# [TASK INSTRUCTIONS]
Set down exactly the lines that run from the line with "of the plastic" to the end of the data, and nothing else.

***** DATA ROWS *****

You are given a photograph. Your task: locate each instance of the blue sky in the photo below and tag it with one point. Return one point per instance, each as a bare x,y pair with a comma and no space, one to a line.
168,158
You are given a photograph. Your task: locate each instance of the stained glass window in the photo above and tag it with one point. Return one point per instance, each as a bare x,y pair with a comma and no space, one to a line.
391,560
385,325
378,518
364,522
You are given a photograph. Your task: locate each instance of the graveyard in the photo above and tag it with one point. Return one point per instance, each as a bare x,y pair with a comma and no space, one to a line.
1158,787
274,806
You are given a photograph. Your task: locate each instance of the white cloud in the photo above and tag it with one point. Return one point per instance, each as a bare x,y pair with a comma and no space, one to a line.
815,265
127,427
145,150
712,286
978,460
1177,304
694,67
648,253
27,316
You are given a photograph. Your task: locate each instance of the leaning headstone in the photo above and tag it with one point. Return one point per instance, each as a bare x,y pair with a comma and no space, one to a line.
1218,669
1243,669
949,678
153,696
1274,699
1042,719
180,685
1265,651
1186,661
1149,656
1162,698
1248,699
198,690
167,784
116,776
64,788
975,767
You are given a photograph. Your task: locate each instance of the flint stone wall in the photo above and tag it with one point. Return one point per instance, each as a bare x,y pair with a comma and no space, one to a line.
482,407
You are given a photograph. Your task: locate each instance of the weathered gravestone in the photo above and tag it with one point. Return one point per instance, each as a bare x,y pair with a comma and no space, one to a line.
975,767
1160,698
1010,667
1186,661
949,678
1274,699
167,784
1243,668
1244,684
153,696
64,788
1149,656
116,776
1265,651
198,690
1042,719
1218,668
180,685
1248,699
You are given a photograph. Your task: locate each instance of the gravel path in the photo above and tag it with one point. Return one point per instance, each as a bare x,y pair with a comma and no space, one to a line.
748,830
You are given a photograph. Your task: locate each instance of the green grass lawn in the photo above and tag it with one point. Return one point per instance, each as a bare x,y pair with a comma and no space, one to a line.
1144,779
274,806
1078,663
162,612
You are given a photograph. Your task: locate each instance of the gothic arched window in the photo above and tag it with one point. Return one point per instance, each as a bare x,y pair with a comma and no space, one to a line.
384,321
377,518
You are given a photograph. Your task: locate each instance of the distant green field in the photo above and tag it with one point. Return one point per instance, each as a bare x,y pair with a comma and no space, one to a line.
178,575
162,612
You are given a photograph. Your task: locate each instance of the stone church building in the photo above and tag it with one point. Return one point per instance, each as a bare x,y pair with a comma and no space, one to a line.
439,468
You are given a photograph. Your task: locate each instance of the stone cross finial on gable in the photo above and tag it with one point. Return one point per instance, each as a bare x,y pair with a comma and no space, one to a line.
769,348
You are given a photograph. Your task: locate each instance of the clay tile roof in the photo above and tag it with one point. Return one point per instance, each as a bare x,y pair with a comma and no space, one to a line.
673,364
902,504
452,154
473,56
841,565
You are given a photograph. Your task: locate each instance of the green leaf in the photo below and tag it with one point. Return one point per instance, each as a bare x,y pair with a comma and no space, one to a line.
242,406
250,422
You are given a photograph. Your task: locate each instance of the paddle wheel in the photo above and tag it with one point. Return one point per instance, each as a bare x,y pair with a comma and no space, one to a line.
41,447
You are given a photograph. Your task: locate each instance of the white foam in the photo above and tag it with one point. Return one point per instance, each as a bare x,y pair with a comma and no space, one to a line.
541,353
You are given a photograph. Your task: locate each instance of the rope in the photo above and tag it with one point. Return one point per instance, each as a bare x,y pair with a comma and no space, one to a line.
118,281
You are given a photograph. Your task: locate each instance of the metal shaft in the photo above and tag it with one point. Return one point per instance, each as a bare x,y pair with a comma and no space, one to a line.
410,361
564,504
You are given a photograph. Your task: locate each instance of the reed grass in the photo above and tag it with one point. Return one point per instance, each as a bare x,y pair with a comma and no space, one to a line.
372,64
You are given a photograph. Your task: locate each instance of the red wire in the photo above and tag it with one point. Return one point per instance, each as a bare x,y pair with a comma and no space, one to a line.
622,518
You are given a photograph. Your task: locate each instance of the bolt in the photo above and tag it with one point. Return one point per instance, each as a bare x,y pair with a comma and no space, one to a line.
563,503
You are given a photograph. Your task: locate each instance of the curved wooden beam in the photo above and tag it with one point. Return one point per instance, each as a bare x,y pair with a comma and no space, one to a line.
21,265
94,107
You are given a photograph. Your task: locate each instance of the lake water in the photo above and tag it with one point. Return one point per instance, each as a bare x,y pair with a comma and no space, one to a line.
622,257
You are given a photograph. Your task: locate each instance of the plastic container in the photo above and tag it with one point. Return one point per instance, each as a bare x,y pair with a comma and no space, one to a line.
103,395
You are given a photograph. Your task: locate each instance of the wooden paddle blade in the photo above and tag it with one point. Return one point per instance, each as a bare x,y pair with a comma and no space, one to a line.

*****

# [WRITTEN SOLUTION]
You are given a photograph. Your task: locate each instance of the plastic container in the photo above and tag it with one point. Return one point per instance, each as a bare x,y pair with a comma and no space, one to a line.
103,395
You are given a photograph. Your task: locate each instance of the wooden paddle blade in the photo above and tag it with one point. Return one point per instance, each as a bare x,y pair with a comma and no space, one to a line.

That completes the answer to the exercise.